··· Source

In the present embodiment, the yarns Y1 and Y2 are sandwiched between the yarn shrinkage control levers 37A and 37B and the support member 30 that supports the yarn joining nozzle 31 thereby gripping the yarns Y1 and Y2. By adopting such a configuration, the configuration of the yarn shrinkage control levers 37A and 37B can be simplified.
In the present embodiment, the yarn shrinkage suppression mechanism is realized by the yarn shrinkage control levers 37A and 37B that can pivot around a first pivot shaft (the shaft 44) that extends in a predetermined direction. By adopting such a configuration, the yarn shrinkage suppression mechanism can be easily realized even in the yarn joining device 21 in which not much empty space is available.
The present embodiment includes the biasing member (the torsion spring 46) that biases the yarn shrinkage control levers 37A and 37B toward the support member 30. By adopting such a biasing member 46, the yarns Y1 and Y2 can be sandwiched between the yarn shrinkage control levers 37A and 37B and the support member 30 and can be securely gripped therebetween.
The present embodiment includes the regulating member (the regulating pin 48) that can revolve around the first pivot shaft 44 while restricting the movement of the yarn shrinkage control levers 37A and 37B in the biasing direction F of the biasing member 46, and the yarn shrinkage control levers 37A and 37B and the regulating member 48 are relatively movable in the biasing direction F. In this configuration, by rotating the regulating member 48 to the support member 30 side, the yarn shrinkage control levers 37A and 37B, whose movement in the biasing direction F is regulated by the regulating member 48, can be moved to the biasing direction (the support member side). Also, because the yarn shrinkage control levers 37A and 37B and the regulating member 48 can move relatively in the biasing direction F, when the yarn shrinkage control levers 37A and 37B abut against the support member 30 and can no longer move in the biasing direction F, only the regulating member 48 moves to the biasing direction F. Therefore, even if there is an error in the rotation control of the regulating member 48, the yarn shrinkage control levers 37A and 37B can be controlled to prevent from being strongly pressed against the support member 30 by the regulating member 48, and a control by using the yarn shrinkage control levers 37A and 37B of the biasing force for gripping the yarns Y1 and Y2 to a certain value becomes easy.

······
··· Data lines

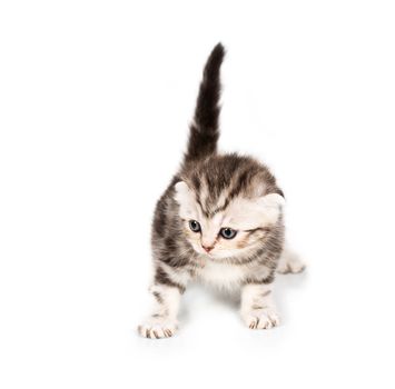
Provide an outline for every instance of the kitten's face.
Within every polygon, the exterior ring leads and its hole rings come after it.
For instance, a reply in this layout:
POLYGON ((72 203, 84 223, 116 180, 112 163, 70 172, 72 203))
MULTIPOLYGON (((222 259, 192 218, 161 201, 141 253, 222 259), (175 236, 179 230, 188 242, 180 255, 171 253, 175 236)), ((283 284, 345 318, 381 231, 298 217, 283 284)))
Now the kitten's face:
POLYGON ((231 201, 224 194, 211 212, 207 212, 182 181, 176 184, 176 200, 188 241, 196 252, 213 259, 254 251, 276 223, 284 205, 284 198, 275 193, 254 199, 238 197, 231 201))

······

Work to complete:
Answer these questions from the yarn joining device text above.
1. What component biases the yarn shrinkage control levers 37A and 37B toward the support member 30?
2. Around what shaft do the yarn shrinkage control levers pivot?
3. What does the support member 30 support?

Task solution:
1. The torsion spring 46 biases the levers toward the support member 30.
2. The levers pivot around a first pivot shaft, the shaft 44, which extends in a predetermined direction.
3. The support member 30 supports the yarn joining nozzle 31.